### WRITTEN TASK
Can you write out the whole listing exactly?

### DATA SUPPLIED
• • • • •
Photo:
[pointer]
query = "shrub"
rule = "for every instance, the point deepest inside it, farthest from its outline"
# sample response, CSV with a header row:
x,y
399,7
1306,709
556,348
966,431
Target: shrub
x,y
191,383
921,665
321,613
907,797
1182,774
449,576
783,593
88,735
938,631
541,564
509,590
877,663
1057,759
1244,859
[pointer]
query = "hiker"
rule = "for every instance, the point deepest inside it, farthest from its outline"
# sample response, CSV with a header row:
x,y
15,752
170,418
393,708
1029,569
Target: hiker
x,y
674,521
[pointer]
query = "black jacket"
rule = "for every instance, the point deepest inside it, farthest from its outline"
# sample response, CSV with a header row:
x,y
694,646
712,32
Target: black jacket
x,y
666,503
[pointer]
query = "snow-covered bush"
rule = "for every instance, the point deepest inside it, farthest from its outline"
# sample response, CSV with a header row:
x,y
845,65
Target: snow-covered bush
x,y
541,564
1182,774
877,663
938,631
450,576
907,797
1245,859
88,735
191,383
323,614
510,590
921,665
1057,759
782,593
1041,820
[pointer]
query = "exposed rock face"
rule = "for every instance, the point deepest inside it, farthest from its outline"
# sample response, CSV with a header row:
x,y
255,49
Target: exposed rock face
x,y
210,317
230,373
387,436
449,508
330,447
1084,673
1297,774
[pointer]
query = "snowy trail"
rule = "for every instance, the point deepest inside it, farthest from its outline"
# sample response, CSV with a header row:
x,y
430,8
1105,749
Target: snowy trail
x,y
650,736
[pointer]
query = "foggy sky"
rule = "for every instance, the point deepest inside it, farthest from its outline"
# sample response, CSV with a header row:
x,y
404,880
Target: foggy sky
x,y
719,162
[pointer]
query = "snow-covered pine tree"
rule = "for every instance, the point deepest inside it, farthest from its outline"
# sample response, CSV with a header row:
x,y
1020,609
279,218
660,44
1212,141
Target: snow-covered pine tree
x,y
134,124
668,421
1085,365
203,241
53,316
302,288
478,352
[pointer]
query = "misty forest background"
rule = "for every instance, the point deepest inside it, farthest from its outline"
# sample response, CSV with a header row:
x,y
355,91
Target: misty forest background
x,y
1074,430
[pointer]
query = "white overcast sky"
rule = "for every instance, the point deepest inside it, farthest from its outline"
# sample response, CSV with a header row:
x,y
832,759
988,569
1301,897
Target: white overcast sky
• • • • •
### CORRECT RESULT
Photo:
[pointer]
query = "shrub"
rule = "for every instance, the point deepest inside it, farthest from its outline"
# sample response, CSV with a header row:
x,y
399,7
1306,709
556,348
966,431
Target: shrub
x,y
191,383
921,665
321,613
907,797
1182,774
449,576
783,593
88,735
938,631
541,564
509,590
877,663
1057,759
1244,859
[pointer]
query = "hiker"
rule = "for every instance, the point deepest inside it, farthest from its outline"
# sample response, CSV with a header row:
x,y
15,752
170,418
393,708
1029,569
Target: hiker
x,y
674,521
[pointer]
query = "black jacket"
rule = "for every instance, the point deepest inside it, farthest from its outline"
# sample response, CSV with a header row:
x,y
694,646
712,32
Target: black jacket
x,y
666,503
[pointer]
query = "snow-covered bush"
rule = "for every instance, the point deepest inside it, farthest from its outline"
# sample response, CSV with a header row:
x,y
845,65
Target: snow-covered bush
x,y
541,564
1182,774
877,663
938,631
450,576
907,797
1245,859
88,735
191,383
323,614
510,590
921,665
1057,759
782,593
1041,820
[pointer]
query = "exposed rock face"
rule = "for every instance, the point deepest inside it, farthest from its outline"
# sample response, CSV with a header row:
x,y
255,49
Target: exposed rock face
x,y
210,317
230,373
387,436
449,508
330,447
1084,673
1297,774
[pointer]
query = "snowy trail"
rule = "for every instance, the point deepest inside it, farthest from its outline"
# sample response, CSV with a header row:
x,y
430,8
1105,749
Target: snowy trail
x,y
650,736
[pointer]
query = "foggy sky"
rule = "for every instance, the point deepest inside it, farthest from its outline"
# sample response, CSV with a header row:
x,y
404,880
Target: foggy sky
x,y
719,162
[pointer]
query = "snow-covered pine tree"
rule = "for every instance, the point deepest inside it, farthest from its outline"
# sample response, CSV with a header row:
x,y
1020,609
279,218
660,44
1212,141
Target: snow-covered pine tree
x,y
134,124
668,421
1085,365
203,241
53,316
302,288
478,352
[pointer]
query = "misty forest background"
rule = "for every instance, the point deepest inside it, farthest from its outline"
# sample response, CSV with a header row:
x,y
355,91
Target: misty forest background
x,y
1074,430
[pointer]
query = "white overcast sky"
rule = "for every instance, the point deepest inside it, farthest from its outline"
# sample response, CSV with a header row:
x,y
832,759
988,569
1301,897
Target: white overcast sky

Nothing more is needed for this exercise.